Pharmacy technicians assist licensed pharmacists by performing various pharmacy-related duties. They commonly work in hospitals, nursing homes and retail pharmacies. To become a pharmacy technician, one should be detail oriented and have impeccable math, listening and communication skills. This career path is ideal for those who are looking for job security. In fact, the overall employment of pharmacy technicians is likely to grow 20 percent by 2022.
Pharmacy Technician Requirements
To become a pharmacy technician in Rhode Island, one must be at least 18 years of age and have a high school diploma. The state requires all applicants to obtain certification or to complete an approved training program. Along with that, each applicant must pass a criminal background check. Once the applicant meets these requirements, then he or she can send a written application to the Rhode Island State Board of Pharmacy to become a registered pharmacy technician.
Is Any Prior Education or Training Required?
Those who do not have certification must complete a training program. The training program will only count if the Rhode Island State Board of Pharmacy approves it. Many employers provide on-the-job training, which is how most pharmacy technicians prepare for the job.
Are Pharmacy Technicians Required to be Certified?

_Material supplied_
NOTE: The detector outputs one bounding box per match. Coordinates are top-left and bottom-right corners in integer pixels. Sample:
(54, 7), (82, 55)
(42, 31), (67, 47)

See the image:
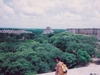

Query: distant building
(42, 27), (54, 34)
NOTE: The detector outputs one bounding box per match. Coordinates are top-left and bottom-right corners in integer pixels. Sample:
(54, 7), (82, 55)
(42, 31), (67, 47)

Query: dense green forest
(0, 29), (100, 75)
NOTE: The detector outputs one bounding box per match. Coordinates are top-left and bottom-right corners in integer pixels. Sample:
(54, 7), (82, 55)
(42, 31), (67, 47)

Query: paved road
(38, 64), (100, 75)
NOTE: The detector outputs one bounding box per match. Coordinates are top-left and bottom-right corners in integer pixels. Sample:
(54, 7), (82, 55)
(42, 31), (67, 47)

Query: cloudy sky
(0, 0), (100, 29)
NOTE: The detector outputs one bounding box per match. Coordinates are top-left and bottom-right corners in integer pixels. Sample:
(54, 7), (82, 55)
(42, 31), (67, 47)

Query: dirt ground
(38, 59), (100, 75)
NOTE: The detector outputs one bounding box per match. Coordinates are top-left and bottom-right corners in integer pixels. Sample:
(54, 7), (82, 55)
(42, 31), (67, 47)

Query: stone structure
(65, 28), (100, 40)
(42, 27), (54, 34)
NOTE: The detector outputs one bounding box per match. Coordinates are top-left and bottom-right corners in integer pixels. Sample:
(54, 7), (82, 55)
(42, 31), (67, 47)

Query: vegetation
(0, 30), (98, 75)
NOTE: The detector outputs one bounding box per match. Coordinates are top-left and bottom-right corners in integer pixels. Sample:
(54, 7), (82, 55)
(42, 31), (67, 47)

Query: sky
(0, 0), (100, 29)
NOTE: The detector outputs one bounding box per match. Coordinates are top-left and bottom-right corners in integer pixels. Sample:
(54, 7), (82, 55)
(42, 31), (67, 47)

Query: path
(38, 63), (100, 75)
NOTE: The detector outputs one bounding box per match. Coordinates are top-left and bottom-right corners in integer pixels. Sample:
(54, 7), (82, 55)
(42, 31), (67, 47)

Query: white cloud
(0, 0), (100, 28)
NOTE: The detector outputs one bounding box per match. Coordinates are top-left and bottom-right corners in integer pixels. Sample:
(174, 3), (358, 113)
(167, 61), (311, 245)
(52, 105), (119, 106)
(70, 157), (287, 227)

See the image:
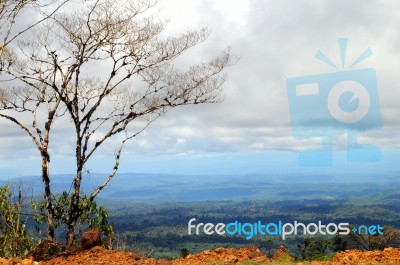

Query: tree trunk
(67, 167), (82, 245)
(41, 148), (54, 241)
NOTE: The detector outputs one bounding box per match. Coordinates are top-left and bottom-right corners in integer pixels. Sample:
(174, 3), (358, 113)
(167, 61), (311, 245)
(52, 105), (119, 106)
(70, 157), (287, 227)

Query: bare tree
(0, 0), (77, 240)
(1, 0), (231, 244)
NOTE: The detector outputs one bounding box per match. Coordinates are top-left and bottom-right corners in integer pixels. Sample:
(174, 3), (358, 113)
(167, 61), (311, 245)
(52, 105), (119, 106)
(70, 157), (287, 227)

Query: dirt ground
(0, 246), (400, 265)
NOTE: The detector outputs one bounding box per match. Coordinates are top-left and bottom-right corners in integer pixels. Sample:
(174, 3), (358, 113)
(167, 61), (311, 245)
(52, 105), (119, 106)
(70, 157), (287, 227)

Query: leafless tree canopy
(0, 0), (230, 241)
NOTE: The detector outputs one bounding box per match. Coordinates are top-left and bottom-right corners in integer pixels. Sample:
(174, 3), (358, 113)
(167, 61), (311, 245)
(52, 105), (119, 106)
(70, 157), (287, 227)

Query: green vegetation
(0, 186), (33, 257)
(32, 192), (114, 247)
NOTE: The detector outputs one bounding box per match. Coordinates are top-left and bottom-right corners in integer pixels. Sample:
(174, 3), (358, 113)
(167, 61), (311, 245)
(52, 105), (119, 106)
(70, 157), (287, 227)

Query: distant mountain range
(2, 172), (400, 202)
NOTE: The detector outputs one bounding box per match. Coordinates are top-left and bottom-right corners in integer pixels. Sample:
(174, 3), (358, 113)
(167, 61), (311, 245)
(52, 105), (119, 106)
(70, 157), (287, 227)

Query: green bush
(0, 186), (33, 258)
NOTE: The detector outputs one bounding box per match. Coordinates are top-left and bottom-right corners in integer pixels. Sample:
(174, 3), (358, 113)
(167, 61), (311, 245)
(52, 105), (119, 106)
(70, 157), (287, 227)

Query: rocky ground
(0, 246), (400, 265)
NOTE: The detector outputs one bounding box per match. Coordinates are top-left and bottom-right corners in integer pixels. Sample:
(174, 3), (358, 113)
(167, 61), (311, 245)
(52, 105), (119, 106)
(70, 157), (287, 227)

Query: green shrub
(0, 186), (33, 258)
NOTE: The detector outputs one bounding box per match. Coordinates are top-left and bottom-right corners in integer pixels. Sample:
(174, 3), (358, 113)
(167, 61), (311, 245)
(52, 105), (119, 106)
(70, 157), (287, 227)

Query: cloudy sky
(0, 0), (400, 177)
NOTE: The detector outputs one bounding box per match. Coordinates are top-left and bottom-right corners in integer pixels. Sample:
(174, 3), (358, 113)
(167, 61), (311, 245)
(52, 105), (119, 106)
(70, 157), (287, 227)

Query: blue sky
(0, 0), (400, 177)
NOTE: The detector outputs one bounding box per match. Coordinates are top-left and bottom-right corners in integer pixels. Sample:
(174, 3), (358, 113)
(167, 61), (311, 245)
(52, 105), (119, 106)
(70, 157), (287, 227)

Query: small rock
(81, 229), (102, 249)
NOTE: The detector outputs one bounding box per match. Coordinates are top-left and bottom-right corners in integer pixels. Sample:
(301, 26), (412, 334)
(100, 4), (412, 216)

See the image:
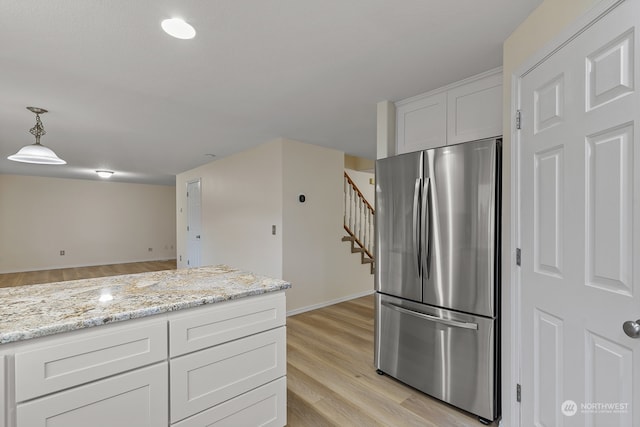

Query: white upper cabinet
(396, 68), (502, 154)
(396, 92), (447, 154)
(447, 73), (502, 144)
...
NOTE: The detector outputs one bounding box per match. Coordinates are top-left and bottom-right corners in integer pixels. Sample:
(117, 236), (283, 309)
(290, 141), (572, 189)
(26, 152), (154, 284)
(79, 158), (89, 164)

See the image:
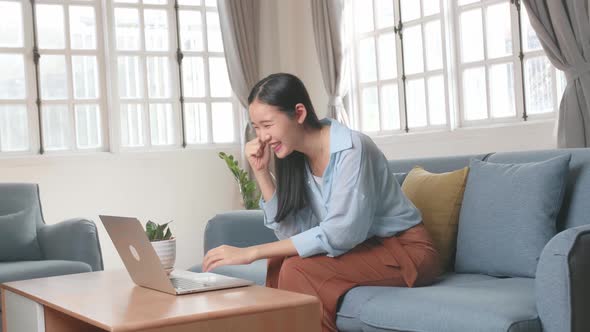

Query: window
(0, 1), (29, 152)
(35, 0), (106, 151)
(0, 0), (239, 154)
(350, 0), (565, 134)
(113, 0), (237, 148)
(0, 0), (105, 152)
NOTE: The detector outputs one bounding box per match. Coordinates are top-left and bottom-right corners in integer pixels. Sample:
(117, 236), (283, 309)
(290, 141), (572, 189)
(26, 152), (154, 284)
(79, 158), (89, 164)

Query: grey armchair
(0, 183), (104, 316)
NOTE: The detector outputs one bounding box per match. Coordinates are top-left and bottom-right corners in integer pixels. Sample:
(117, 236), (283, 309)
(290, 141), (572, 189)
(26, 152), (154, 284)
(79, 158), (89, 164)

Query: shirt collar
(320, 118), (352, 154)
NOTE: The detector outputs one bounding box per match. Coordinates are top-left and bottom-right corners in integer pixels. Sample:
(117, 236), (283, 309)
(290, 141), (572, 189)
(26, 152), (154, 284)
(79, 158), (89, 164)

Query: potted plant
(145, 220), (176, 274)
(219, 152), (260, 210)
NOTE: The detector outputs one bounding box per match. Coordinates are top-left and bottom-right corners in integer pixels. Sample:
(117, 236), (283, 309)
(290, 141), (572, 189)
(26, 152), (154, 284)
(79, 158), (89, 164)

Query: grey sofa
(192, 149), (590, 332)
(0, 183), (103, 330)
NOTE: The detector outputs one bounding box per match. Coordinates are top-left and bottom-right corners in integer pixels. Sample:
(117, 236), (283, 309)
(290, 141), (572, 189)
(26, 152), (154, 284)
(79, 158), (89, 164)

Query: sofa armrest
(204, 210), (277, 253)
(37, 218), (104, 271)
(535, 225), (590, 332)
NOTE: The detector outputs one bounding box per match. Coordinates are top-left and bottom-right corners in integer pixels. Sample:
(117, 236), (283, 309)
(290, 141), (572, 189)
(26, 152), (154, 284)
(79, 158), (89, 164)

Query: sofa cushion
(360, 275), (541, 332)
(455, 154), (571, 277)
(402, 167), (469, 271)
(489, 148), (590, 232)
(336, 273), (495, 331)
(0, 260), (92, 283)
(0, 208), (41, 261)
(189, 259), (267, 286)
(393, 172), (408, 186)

_Your goal_
Set down verbatim the passage of the pharmacy technician text above between "Is Any Prior" and "to be Certified?", inclusive.

_Exercise answer_
Is Any Prior Education or Training Required?
Those who do not have certification must complete a training program. The training program will only count if the Rhode Island State Board of Pharmacy approves it. Many employers provide on-the-job training, which is how most pharmacy technicians prepare for the job.
Are Pharmacy Technicians Required to be Certified?